(Dataset entries)
--- START ---
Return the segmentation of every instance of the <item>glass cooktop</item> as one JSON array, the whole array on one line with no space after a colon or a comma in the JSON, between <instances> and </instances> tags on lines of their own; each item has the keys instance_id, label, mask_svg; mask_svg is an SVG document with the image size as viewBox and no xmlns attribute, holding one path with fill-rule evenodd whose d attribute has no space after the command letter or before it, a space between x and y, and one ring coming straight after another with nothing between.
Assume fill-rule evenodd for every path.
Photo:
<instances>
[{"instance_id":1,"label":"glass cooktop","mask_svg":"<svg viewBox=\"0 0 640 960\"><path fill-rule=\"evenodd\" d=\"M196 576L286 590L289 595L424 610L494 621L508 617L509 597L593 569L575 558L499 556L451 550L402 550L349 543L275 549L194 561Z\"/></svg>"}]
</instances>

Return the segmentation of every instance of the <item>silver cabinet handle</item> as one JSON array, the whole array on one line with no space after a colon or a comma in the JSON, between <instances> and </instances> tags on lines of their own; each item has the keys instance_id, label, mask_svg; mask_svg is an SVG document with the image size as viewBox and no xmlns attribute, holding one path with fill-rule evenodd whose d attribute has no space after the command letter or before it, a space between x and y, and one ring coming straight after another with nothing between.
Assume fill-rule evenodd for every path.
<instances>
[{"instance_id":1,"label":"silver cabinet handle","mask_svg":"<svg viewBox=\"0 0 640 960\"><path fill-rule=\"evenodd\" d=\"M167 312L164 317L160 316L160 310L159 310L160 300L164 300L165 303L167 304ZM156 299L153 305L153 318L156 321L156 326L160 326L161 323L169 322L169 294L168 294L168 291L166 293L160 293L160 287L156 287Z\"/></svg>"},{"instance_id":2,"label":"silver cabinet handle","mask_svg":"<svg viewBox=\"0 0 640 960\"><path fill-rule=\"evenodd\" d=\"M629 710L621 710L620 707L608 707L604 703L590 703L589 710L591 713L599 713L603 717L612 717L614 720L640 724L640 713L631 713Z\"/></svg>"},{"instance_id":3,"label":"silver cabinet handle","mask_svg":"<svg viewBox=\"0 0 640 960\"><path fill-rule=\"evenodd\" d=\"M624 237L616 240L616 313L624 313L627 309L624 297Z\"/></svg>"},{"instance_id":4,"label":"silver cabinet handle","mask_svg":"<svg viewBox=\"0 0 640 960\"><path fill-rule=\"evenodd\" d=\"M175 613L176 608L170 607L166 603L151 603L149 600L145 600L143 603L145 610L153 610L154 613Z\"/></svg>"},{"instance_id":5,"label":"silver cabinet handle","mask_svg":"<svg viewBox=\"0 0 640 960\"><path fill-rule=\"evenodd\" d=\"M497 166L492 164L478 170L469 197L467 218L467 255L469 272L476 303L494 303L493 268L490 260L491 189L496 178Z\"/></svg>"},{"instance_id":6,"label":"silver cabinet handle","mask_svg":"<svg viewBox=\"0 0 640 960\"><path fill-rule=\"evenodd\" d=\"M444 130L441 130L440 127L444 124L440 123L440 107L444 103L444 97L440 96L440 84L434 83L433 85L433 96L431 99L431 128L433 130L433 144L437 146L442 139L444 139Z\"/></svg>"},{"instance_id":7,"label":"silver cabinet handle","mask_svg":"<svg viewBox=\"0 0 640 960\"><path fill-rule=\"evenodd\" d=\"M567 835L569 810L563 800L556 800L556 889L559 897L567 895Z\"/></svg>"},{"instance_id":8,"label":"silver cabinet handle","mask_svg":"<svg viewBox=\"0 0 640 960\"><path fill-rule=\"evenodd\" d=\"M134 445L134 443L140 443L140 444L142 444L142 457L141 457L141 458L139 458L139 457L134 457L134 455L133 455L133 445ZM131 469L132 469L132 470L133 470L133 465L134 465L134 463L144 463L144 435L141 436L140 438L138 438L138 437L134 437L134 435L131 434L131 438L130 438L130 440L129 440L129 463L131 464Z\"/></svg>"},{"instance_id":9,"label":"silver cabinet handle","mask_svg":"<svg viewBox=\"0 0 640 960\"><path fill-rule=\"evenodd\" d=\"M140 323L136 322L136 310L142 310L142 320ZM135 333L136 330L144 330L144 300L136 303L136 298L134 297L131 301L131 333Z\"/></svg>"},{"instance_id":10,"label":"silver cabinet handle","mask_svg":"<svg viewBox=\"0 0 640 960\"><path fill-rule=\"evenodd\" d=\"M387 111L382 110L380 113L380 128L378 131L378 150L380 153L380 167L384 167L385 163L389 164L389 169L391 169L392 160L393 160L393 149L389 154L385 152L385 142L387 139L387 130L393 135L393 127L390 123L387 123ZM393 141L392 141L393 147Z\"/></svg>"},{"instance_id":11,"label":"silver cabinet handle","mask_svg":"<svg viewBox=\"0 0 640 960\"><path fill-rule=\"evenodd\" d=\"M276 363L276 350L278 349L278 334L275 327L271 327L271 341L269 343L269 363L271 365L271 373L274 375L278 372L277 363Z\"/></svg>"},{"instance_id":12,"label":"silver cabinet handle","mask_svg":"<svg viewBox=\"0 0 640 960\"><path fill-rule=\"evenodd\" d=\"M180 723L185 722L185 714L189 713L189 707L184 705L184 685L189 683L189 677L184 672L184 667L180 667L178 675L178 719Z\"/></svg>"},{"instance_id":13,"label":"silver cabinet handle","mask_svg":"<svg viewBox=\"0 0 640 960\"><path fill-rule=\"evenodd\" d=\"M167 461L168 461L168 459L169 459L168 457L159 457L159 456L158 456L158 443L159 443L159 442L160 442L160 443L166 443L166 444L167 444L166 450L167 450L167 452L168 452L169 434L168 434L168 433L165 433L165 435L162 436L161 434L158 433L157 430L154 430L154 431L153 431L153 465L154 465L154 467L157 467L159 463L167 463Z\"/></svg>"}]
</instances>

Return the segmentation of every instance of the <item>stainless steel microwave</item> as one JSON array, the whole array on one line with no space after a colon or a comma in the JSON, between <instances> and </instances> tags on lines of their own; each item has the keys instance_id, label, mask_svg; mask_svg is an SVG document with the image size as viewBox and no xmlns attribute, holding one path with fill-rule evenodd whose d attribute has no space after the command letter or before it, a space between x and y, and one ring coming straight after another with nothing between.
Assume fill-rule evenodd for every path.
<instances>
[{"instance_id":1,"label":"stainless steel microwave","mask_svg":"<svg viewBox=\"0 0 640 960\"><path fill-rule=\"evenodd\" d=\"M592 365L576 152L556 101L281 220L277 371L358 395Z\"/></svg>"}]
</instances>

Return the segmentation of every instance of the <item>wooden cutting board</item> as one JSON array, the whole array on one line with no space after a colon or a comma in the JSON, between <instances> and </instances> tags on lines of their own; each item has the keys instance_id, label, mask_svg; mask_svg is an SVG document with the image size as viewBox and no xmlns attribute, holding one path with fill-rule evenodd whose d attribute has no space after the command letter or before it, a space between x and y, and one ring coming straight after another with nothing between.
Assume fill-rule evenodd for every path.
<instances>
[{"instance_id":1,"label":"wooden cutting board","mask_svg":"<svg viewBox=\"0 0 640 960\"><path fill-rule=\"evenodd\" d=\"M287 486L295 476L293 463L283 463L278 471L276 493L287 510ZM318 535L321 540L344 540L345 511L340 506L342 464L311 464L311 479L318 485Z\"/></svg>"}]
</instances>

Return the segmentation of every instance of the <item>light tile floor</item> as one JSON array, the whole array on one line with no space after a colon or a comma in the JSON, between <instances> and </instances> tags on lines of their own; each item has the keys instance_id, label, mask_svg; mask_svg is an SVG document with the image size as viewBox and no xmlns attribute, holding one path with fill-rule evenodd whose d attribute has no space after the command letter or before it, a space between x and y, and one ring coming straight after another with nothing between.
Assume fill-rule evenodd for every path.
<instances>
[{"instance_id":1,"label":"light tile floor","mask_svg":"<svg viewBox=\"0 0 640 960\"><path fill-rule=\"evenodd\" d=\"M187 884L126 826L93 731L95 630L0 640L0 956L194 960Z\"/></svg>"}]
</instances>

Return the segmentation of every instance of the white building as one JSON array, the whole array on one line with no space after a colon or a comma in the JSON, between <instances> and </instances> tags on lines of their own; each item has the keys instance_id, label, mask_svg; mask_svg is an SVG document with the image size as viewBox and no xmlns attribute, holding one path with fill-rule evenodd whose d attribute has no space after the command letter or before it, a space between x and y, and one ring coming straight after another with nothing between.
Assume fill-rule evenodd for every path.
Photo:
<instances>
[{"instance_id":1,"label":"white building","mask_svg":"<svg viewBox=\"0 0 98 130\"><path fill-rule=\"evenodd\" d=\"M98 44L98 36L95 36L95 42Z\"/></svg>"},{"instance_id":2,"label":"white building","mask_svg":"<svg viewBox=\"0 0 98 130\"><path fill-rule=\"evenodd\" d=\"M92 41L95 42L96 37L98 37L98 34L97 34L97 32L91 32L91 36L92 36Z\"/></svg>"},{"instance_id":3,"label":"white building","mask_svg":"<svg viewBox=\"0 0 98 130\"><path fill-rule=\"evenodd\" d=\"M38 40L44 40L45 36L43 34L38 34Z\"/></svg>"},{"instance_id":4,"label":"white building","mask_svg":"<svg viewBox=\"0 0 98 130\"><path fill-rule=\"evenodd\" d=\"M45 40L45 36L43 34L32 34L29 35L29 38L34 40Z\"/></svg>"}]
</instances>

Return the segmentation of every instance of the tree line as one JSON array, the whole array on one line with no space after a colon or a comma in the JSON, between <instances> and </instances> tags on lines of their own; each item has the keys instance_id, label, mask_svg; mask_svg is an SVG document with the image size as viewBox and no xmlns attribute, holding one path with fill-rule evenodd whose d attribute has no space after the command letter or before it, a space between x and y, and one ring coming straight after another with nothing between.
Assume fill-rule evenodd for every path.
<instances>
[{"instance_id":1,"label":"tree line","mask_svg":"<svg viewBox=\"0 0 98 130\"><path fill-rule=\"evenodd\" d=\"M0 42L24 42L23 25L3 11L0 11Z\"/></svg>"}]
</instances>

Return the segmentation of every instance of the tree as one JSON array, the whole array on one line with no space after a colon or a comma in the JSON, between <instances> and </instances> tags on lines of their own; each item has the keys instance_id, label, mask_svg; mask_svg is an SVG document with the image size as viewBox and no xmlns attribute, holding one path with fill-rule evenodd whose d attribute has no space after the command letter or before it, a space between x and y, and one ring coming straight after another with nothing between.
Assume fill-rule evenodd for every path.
--- END ---
[Assigned task] Beginning at the top of the data, extract each line through the line containing "Return the segmentation of every instance of the <item>silver" and return those lines exactly, with nothing added.

[Result for this task]
Return the segmentation of every instance of the <item>glass cooktop</item> as one JSON array, the whole array on one line with no space after a colon or a comma in the JSON, between <instances> and </instances> tags on lines of their own; each item has the keys instance_id, label, mask_svg; mask_svg is an SVG document with the image size as viewBox and no xmlns attribute, holding one path with fill-rule evenodd whose d attribute has no space after the command letter or before it, a space between x and y, and one ring coming straight after another with nothing between.
Assume fill-rule evenodd for every path.
Photo:
<instances>
[{"instance_id":1,"label":"glass cooktop","mask_svg":"<svg viewBox=\"0 0 640 960\"><path fill-rule=\"evenodd\" d=\"M196 576L286 590L289 595L424 610L494 621L508 617L509 597L593 569L575 558L499 556L451 550L402 550L349 543L275 549L194 561Z\"/></svg>"}]
</instances>

Return the segmentation of every instance of the <item>silver cabinet handle</item> as one JSON array, the whole array on one line with no space after a colon or a comma in the JSON, between <instances> and </instances> tags on lines of their own; each item has the keys instance_id, label, mask_svg; mask_svg is an SVG document with the image size as viewBox and no xmlns attribute, holding one path with fill-rule evenodd whose d attribute has no space after the command letter or before it, a space between x and y, and one ring coming straight after another with nothing between.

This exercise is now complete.